● **DOCUMENT EXCERPT**
California's state elections were held November 3, 1998. Necessary primary elections were held on March 3. Up for election were all the seats of the California State Assembly, 20 seats of the California Senate, seven constitutional officers, all the seats of the California Board of Equalization, as well as votes on retention of two Supreme Court justices and various appeals court judges. Twelve ballot measures were also up for approval. Municipal offices were also included in the election.

Constitutional Offices

Governor

Final results from Secretary of State.

Lieutenant Governor

Final results from the Secretary of State of California

Secretary of State

Final results from the Secretary of State of California.

Controller

Final results from the Secretary of State of California.

Treasurer

Final results from the Secretary of State of California.

Attorney General

Final results from the Secretary of State of California.

Insurance Commissioner

Final results from the Secretary of State of California.

Board of Equalization
Final results from the California Secretary of State:

Overview

District 1

District 2

District 3

District 4

Judicial system

Supreme Court of California
Final results from the California Secretary of State:

California Courts of Appeal
See 1998 California Courts of Appeal elections.

California State Legislature elections

State Senate

There are 40 seats in the State Senate. For this election, candidates running in even-numbered districts ran for four-year terms.

State Assembly

All 80 biennially elected seats of the State Assembly were up for election this year. Each seat has a two-year term. The Democrats retained control of the State Assembly.

● **DATA**
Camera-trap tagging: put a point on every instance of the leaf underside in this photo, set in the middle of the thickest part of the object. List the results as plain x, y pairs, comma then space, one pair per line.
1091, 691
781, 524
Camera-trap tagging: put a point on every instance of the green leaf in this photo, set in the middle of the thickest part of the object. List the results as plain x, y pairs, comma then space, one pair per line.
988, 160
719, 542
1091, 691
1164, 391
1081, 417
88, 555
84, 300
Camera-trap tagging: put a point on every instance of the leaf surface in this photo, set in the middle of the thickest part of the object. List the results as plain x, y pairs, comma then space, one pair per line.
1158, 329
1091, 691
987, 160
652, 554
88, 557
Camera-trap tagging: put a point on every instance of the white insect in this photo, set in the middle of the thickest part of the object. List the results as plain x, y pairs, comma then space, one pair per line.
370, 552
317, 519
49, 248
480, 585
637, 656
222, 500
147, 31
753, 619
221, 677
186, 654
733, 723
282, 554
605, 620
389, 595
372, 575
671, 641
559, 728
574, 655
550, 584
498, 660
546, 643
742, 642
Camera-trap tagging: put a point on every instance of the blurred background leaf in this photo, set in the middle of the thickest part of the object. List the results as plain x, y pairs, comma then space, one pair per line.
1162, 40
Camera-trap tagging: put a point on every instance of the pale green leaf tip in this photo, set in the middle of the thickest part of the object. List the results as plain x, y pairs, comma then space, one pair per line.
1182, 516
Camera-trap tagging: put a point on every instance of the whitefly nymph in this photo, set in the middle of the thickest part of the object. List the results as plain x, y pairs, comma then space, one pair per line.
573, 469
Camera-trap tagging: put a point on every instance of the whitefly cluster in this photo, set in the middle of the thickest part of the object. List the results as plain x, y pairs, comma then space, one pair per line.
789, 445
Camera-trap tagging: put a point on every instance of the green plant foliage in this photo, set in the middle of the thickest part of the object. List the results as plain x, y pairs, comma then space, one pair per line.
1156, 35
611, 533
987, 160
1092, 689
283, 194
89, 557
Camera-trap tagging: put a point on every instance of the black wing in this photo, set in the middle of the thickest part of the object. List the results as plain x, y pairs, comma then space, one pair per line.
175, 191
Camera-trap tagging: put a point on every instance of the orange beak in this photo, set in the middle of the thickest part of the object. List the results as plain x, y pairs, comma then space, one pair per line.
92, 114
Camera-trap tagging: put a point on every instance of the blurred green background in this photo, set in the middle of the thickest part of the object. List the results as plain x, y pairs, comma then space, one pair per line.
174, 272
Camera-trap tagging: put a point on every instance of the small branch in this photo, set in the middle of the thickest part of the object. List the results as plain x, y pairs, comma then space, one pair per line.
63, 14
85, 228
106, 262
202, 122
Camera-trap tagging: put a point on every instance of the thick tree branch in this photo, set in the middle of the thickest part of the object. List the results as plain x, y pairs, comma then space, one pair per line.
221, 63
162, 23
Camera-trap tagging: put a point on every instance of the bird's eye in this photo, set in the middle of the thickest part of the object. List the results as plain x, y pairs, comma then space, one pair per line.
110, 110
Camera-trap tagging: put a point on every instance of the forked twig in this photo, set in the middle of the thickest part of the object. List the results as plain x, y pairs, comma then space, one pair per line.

● **COMPLETE THE FOLLOWING**
• 1. Copy the passage from the 1998 California elections article, everything from "Supreme Court of" down to "for four-year terms.", swapping "even-numbered" for "odd-numbered".
• 2. Answer these about the 1998 California elections article:
(a) On what date were the primary elections held?
(b) How many ballot measures were up for approval?
(c) How many seats are there in the State Senate?

● **ANSWERS GIVEN**
• 1.
Supreme Court of California
Final results from the California Secretary of State:

California Courts of Appeal
See 1998 California Courts of Appeal elections.

California State Legislature elections

State Senate

There are 40 seats in the State Senate. For this election, candidates running in odd-numbered districts ran for four-year terms.

• 2.
(a) March 3
(b) Twelve
(c) 40